Transcribe the stretch of the material below from the line containing "river, I would be grateful." through the line containing "M0 130L86 130L87 109L56 96L0 95Z", both lines included. Write out those lines alone, character for character.

::::::::::

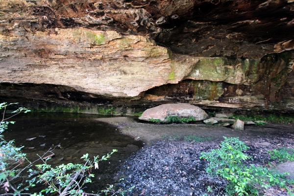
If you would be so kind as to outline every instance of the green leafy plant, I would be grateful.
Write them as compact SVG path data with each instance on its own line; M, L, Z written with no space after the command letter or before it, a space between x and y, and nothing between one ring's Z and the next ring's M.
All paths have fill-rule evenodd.
M209 140L211 140L212 138L207 137L203 138L199 136L196 136L195 135L188 135L184 137L184 140L188 142L206 142Z
M271 159L278 159L280 162L294 161L294 149L292 148L286 148L284 147L268 150L268 152L270 154Z
M12 181L20 177L21 173L25 168L20 169L19 166L24 164L26 159L26 154L21 152L24 147L17 147L14 146L14 141L6 141L2 133L7 129L9 124L14 124L13 121L7 120L22 112L27 113L30 110L20 107L12 113L13 115L7 118L5 118L6 107L17 103L7 104L6 102L0 103L0 110L3 110L3 116L0 122L0 186L4 188L5 191L9 189L17 191L12 186ZM30 162L29 162L30 163Z
M255 123L256 125L259 125L259 126L265 126L265 125L266 125L267 124L268 124L268 123L266 122L265 122L264 121L255 121L254 123Z
M21 151L24 147L17 147L14 146L14 141L7 142L2 133L8 128L10 123L14 123L14 122L7 121L13 116L23 112L26 113L30 111L24 108L19 108L13 112L13 115L5 118L5 112L7 106L15 103L7 104L6 102L0 103L0 110L3 111L3 117L0 123L0 186L6 192L3 195L28 195L42 196L43 194L58 193L59 196L82 196L92 195L98 196L102 194L106 195L117 194L123 195L124 193L130 190L132 188L127 190L114 190L113 185L110 185L108 188L98 192L97 194L85 194L84 193L84 185L85 183L92 182L91 178L94 175L91 173L93 168L98 169L99 161L107 160L116 149L107 155L103 156L101 158L99 156L95 156L93 160L88 158L88 154L84 155L81 157L84 159L84 164L73 164L71 163L66 165L62 164L55 167L52 167L47 164L48 158L47 153L53 152L49 149L43 156L33 162L30 162L26 158L26 154ZM53 149L54 149L54 148ZM43 161L43 164L36 165L36 170L32 167L34 163L37 161ZM25 166L25 167L24 166ZM22 167L20 167L22 166ZM28 175L24 174L24 171L28 172ZM22 180L17 180L22 179ZM24 185L22 181L26 179L28 184ZM16 185L13 182L18 182ZM28 190L32 187L36 186L36 184L41 183L46 187L40 193L34 194L21 193L24 190ZM8 193L8 192L10 192Z
M188 123L192 121L195 121L195 118L193 117L180 118L176 116L168 116L166 118L168 123Z
M37 183L46 184L47 188L40 193L57 193L60 196L80 195L84 193L81 188L85 183L92 182L91 178L94 177L94 174L91 173L92 168L98 169L99 161L107 160L115 152L117 152L117 150L113 149L110 154L103 156L100 159L99 159L99 156L94 156L93 160L88 158L87 153L81 158L84 159L84 164L74 164L70 163L67 165L61 164L54 168L47 164L47 160L50 158L49 158L44 161L43 164L36 166L38 175L27 181L31 186L35 185L34 183L36 180ZM29 172L30 173L29 177L35 175L36 173L31 169Z
M207 161L206 172L228 182L225 190L228 195L258 195L262 188L271 185L285 187L291 182L282 174L254 165L246 165L251 158L243 152L249 149L238 138L224 138L219 149L201 153L200 158Z
M188 118L179 118L176 116L168 116L165 121L161 121L160 119L151 118L148 121L155 123L188 123L192 121L195 121L195 118L193 117Z
M151 119L149 119L149 120L148 121L149 121L150 122L155 122L155 123L159 123L159 122L162 122L161 121L160 121L160 119L153 119L152 118Z

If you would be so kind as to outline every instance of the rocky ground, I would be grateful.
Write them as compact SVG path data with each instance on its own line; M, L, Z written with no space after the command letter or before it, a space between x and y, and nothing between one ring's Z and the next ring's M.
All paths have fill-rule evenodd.
M217 148L223 136L240 137L250 147L245 152L254 159L248 163L264 167L269 167L269 161L274 166L277 164L270 160L268 150L282 147L294 148L293 124L246 126L242 132L203 124L154 125L140 123L126 118L105 120L112 121L125 134L136 132L137 139L143 137L140 134L144 131L136 132L136 130L149 132L147 131L148 127L157 126L153 129L156 130L157 134L144 135L145 147L125 160L113 174L100 179L114 184L118 188L126 190L133 187L130 192L125 194L128 196L225 195L224 189L227 182L220 178L210 177L205 171L206 162L199 159L201 152ZM136 128L135 125L138 124L140 126ZM190 130L191 127L194 128L194 133ZM177 134L173 131L174 128L177 129ZM198 129L202 131L197 132ZM154 140L154 136L158 134L162 134L163 137ZM208 137L212 140L191 142L184 139L185 135L191 134L198 136L199 138ZM270 145L263 144L265 142ZM122 178L124 179L120 180ZM94 184L98 185L99 183ZM211 188L210 192L208 186ZM289 186L294 188L293 185ZM266 196L289 195L285 189L279 187L261 189L260 191L261 195Z

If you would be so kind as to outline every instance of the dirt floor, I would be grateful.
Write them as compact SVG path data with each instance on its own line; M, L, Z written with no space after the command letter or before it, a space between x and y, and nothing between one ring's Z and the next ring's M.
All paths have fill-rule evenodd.
M142 140L145 144L114 170L113 174L99 179L118 188L133 187L124 195L225 195L227 182L220 178L210 177L205 172L207 163L199 159L201 152L218 147L223 136L239 137L250 147L245 152L254 160L248 163L264 167L269 167L269 161L274 166L277 164L270 160L268 150L282 147L294 148L293 124L246 125L244 131L236 131L203 123L154 124L129 117L97 120L110 123L122 134ZM184 139L191 136L208 138L209 140L190 142ZM270 145L263 144L265 142ZM289 165L286 166L287 168L291 168ZM99 184L97 181L94 183ZM209 192L208 186L212 189ZM294 189L294 185L288 185L288 188ZM260 194L290 195L285 189L275 187L261 190Z

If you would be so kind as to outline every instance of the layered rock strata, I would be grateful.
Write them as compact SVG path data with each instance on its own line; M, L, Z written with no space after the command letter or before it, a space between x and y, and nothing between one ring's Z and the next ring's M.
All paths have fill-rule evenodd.
M1 101L294 111L292 0L2 0L0 10Z

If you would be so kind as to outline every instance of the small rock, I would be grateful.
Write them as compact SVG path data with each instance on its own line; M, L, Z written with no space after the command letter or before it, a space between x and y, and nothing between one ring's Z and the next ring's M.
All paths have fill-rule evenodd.
M261 146L264 146L265 147L269 147L270 146L270 143L268 142L263 142L262 143L256 143L256 144Z
M218 121L219 123L228 122L230 124L234 124L236 122L235 119L221 119L216 117L213 117L213 118L216 121Z
M228 122L222 122L219 124L214 124L214 126L229 126L230 124L231 124Z
M274 169L281 173L289 172L290 176L294 177L294 161L281 163L278 165Z
M206 119L203 121L203 122L204 122L206 124L210 124L212 125L213 124L216 124L217 123L219 122L216 120L215 119L211 118L210 119Z
M244 122L238 119L232 125L232 128L235 130L243 131L244 130Z
M136 141L139 141L140 140L140 137L137 137L136 138L135 138L135 140Z
M216 114L216 117L220 118L227 118L228 117L225 114Z

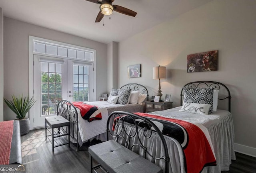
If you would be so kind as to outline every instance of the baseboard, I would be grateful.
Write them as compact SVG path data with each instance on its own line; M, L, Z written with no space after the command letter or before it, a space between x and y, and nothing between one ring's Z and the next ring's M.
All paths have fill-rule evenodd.
M235 151L256 157L256 148L235 143Z

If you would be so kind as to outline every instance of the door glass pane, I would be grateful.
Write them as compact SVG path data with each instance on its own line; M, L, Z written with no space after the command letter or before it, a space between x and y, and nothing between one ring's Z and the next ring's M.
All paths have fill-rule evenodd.
M62 99L62 65L55 63L40 63L41 114L56 114L58 103Z
M87 102L88 99L88 67L84 65L74 65L73 101ZM78 70L79 75L75 73ZM85 70L84 70L85 69Z

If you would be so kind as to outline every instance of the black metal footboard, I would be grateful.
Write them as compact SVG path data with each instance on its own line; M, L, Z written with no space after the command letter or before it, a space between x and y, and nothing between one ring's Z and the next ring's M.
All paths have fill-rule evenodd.
M57 114L60 115L70 122L70 137L76 142L76 151L80 150L78 139L78 119L76 108L72 103L66 100L62 100L58 104ZM68 133L68 129L61 128L64 131Z
M114 132L114 129L110 130L110 128L112 129L111 122L113 121ZM114 111L109 115L106 130L108 140L111 136L114 140L145 159L163 160L164 172L169 172L170 157L166 142L162 132L150 120L127 112ZM158 141L162 144L158 149L162 152L158 155L149 145L156 136L159 137ZM142 151L142 154L140 150Z

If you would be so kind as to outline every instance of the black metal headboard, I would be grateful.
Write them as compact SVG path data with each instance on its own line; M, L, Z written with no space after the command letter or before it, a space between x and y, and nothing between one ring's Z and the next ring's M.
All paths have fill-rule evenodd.
M146 88L140 84L135 83L130 83L120 87L120 89L131 89L132 91L140 91L142 94L146 94L147 100L148 100L148 92Z
M222 88L224 88L227 92L228 94L224 98L218 98L218 100L224 100L226 99L228 99L228 111L230 112L231 110L231 96L230 96L230 92L228 87L224 84L218 82L212 81L198 81L195 82L192 82L188 83L183 86L180 92L180 106L182 105L182 96L184 95L184 88L211 88L215 87L215 90L220 90Z

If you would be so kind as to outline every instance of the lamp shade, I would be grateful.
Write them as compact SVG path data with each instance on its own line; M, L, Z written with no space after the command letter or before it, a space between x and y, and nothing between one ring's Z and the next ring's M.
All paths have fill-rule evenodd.
M166 67L160 66L153 67L153 79L166 79Z
M113 13L114 7L111 4L108 3L102 4L100 6L101 13L104 15L110 15Z

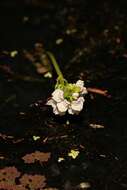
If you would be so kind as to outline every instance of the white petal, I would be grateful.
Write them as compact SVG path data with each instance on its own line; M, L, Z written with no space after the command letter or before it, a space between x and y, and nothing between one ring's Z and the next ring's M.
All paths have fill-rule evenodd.
M61 113L65 113L68 109L68 105L69 105L69 102L67 100L57 103L58 111Z
M53 113L54 113L55 115L59 115L59 111L58 111L57 107L53 108Z
M55 100L56 102L61 102L64 99L64 92L60 89L56 89L53 93L52 93L52 98L53 100Z
M56 102L53 99L48 100L46 105L52 106L53 108L56 108Z
M78 80L76 82L76 85L82 88L84 86L84 81L83 80Z
M74 110L72 110L71 108L68 109L68 113L71 114L71 115L74 115Z
M75 92L75 93L72 94L72 96L73 96L74 99L77 99L79 97L79 93Z
M81 90L82 90L82 91L81 91L81 94L87 94L87 93L88 93L88 91L87 91L87 88L86 88L86 87L83 87Z
M83 97L78 98L77 101L73 101L71 104L72 110L80 112L83 109L84 101L85 100Z

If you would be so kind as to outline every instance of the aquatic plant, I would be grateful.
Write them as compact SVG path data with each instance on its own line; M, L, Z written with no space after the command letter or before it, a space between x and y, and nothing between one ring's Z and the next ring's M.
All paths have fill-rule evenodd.
M19 181L23 186L23 188L29 190L42 190L46 186L45 176L37 174L35 175L24 174Z
M50 152L40 152L40 151L35 151L31 154L26 154L25 156L22 157L25 163L27 164L32 164L36 161L39 162L47 162L49 158L51 157Z
M86 88L84 81L78 80L76 83L68 83L64 78L55 57L51 52L47 52L58 75L55 90L47 105L52 106L55 115L79 114L85 102L85 95L88 92L98 93L107 96L107 91L95 88Z

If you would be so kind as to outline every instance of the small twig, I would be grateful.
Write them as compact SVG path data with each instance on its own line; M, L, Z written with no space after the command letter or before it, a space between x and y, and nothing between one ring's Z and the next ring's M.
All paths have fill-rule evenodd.
M87 88L87 91L95 94L100 94L102 96L106 96L107 98L111 98L111 95L108 94L107 90L101 90L98 88Z

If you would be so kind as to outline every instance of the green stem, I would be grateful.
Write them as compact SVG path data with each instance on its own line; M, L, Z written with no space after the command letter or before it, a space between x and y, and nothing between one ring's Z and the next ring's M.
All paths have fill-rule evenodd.
M62 74L62 72L60 70L60 67L59 67L54 55L49 51L47 51L47 55L51 59L51 62L52 62L53 66L54 66L54 68L56 70L56 73L57 73L58 77L60 77L61 79L64 79L63 74Z

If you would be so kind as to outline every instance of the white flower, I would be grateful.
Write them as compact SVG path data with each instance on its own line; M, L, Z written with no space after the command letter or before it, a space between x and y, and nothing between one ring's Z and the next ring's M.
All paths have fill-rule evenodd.
M62 100L64 100L64 92L60 89L56 89L53 93L52 93L52 98L53 100L55 100L56 102L61 102Z
M78 80L78 81L76 82L76 86L79 86L79 87L80 87L80 89L81 89L81 94L82 94L82 95L88 93L86 87L84 87L84 81Z
M69 114L78 114L83 109L83 103L85 99L83 97L79 97L76 101L72 101L68 113Z
M82 88L82 87L84 86L84 81L78 80L78 81L76 82L76 85Z
M67 100L63 100L57 103L58 111L61 113L65 113L68 109L69 102Z
M75 86L78 87L78 90ZM83 95L86 93L87 89L84 87L84 82L78 80L76 84L64 86L63 90L57 88L52 93L52 97L48 100L47 105L52 106L55 115L65 115L67 111L72 115L79 114L83 109L85 101Z
M75 93L72 94L72 96L73 96L74 99L77 99L79 97L79 93L75 92Z

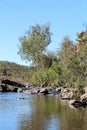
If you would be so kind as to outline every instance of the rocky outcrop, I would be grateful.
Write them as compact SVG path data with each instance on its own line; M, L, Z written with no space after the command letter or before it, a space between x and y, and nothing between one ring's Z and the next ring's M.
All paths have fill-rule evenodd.
M25 87L25 85L9 79L0 79L0 92L17 92L18 88Z

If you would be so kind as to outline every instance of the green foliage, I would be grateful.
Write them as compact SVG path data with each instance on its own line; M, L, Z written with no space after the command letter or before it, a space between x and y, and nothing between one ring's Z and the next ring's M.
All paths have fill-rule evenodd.
M29 67L28 81L37 86L86 86L87 31L78 34L76 43L65 37L55 53L46 51L50 42L49 25L32 26L27 35L20 38L20 56L33 63L33 67Z
M27 34L20 38L19 54L23 59L31 60L38 64L40 56L45 53L46 47L51 42L49 25L32 26Z

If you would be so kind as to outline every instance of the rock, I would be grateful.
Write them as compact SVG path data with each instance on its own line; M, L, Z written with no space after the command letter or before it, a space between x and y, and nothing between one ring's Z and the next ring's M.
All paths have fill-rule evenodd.
M48 94L48 90L46 88L40 88L39 93L42 93L43 95Z
M1 87L1 85L0 85L0 92L2 92L2 87Z

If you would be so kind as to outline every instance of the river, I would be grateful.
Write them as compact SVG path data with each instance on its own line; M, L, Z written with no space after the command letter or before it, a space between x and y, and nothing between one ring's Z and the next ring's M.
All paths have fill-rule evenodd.
M87 109L57 96L0 93L0 130L87 130Z

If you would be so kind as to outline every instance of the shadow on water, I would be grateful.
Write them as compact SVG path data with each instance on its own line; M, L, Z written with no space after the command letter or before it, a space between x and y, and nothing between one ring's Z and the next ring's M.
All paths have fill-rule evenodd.
M0 130L86 130L87 109L56 96L0 95Z

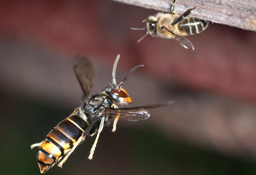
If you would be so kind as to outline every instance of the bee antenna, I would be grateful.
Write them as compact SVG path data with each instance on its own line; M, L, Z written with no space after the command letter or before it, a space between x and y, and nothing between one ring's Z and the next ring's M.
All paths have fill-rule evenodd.
M120 58L120 54L119 54L117 56L116 60L114 63L114 65L113 66L113 71L112 71L112 84L116 85L117 82L116 80L116 71L117 70L117 63L118 62L119 58Z
M141 40L143 39L144 38L145 38L145 37L146 37L146 36L148 35L148 31L147 31L147 33L146 33L146 34L144 35L143 35L143 36L142 36L142 37L139 38L139 40L138 41L137 41L137 43L139 43L141 41Z
M128 72L128 73L127 74L127 75L126 75L126 76L125 76L125 78L124 79L124 80L123 80L122 82L121 82L120 84L119 84L119 85L118 86L118 89L121 88L121 86L124 84L124 83L125 82L125 81L127 79L127 78L130 75L130 74L131 74L133 71L135 71L137 68L138 68L140 67L143 67L144 66L144 65L143 65L142 64L139 64L139 65L137 65L136 66L135 66L132 69L131 69L129 72Z

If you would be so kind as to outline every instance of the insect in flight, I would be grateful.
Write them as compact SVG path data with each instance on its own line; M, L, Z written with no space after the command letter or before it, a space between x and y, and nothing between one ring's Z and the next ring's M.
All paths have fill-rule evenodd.
M94 71L92 64L84 57L77 58L74 65L75 73L83 92L80 105L67 118L59 123L51 131L46 139L31 146L39 147L38 164L41 173L48 170L59 160L58 166L63 164L77 146L87 136L97 134L88 157L92 158L100 133L104 126L113 121L112 132L115 132L119 119L130 121L144 120L149 117L148 110L170 104L174 101L138 107L118 108L117 104L132 102L127 92L122 88L126 79L136 69L133 67L119 85L116 80L116 71L120 55L117 55L112 72L112 82L96 94L89 95Z
M188 39L182 37L194 35L202 32L208 26L209 22L195 18L186 17L195 8L189 9L181 15L173 13L176 0L171 5L171 13L159 12L148 17L142 21L146 22L144 28L133 28L132 30L143 30L147 29L146 34L138 40L139 43L149 34L153 37L167 39L174 39L182 46L189 49L196 55L201 57L194 52L192 43Z

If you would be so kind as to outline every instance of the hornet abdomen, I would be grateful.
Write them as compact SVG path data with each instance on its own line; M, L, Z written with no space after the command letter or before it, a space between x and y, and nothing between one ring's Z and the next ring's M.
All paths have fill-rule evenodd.
M209 21L195 18L187 17L176 24L182 35L200 33L208 26Z
M84 120L75 115L63 120L50 131L37 154L41 173L73 147L88 126Z

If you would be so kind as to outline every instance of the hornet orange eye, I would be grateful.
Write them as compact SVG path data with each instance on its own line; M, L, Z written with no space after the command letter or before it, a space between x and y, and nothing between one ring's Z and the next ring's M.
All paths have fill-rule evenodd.
M111 92L120 97L127 98L129 96L124 92L118 89L114 89L111 91Z

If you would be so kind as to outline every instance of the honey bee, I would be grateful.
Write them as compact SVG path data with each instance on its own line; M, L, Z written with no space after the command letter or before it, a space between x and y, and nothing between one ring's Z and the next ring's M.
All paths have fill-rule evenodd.
M149 109L170 104L174 101L132 108L119 108L117 105L127 104L131 99L122 88L125 81L134 71L143 66L142 65L132 68L119 84L116 80L116 71L120 55L117 55L112 72L112 82L102 91L89 95L94 71L89 60L84 57L77 58L74 70L81 85L83 95L80 106L67 118L58 123L50 131L43 141L32 145L31 149L40 148L37 157L41 173L61 161L58 166L63 164L76 147L87 136L97 134L88 158L91 159L96 147L100 134L103 127L113 122L112 132L116 129L119 119L130 121L144 120L149 117Z
M188 39L181 36L194 35L202 32L207 28L209 22L204 20L186 17L195 8L189 9L181 15L173 13L176 0L171 4L170 13L159 12L151 15L143 22L146 22L145 28L133 28L132 30L143 30L147 29L146 34L138 40L139 43L148 34L153 37L167 39L174 39L182 46L190 50L199 56L194 51L194 48L192 43Z

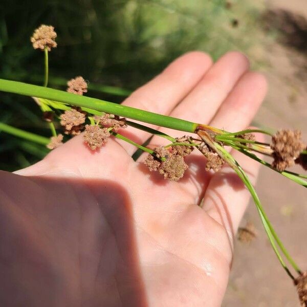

::::::::::

> [Exercise output]
If you would be so kind as to outline every instance of the river, I would be grateful.
Write them as compact SVG path data with each instance on its own line; M, L, Z written with no space after the command letter or before it, a space between x and y, and nothing between one ring's Z and the next ring's M.
All paths have fill-rule evenodd.
M87 109L57 96L0 93L0 130L87 130Z

If you would be so kind as to outline every instance of the shadow on water, I would be grateful.
Write them as compact SVG path data with each instance on its own line; M, L, Z written with no space after the command letter or before it, a space between x and y, and nothing between one ring's Z and the next ring's M.
All paths have fill-rule evenodd.
M0 130L86 130L87 109L56 96L0 95Z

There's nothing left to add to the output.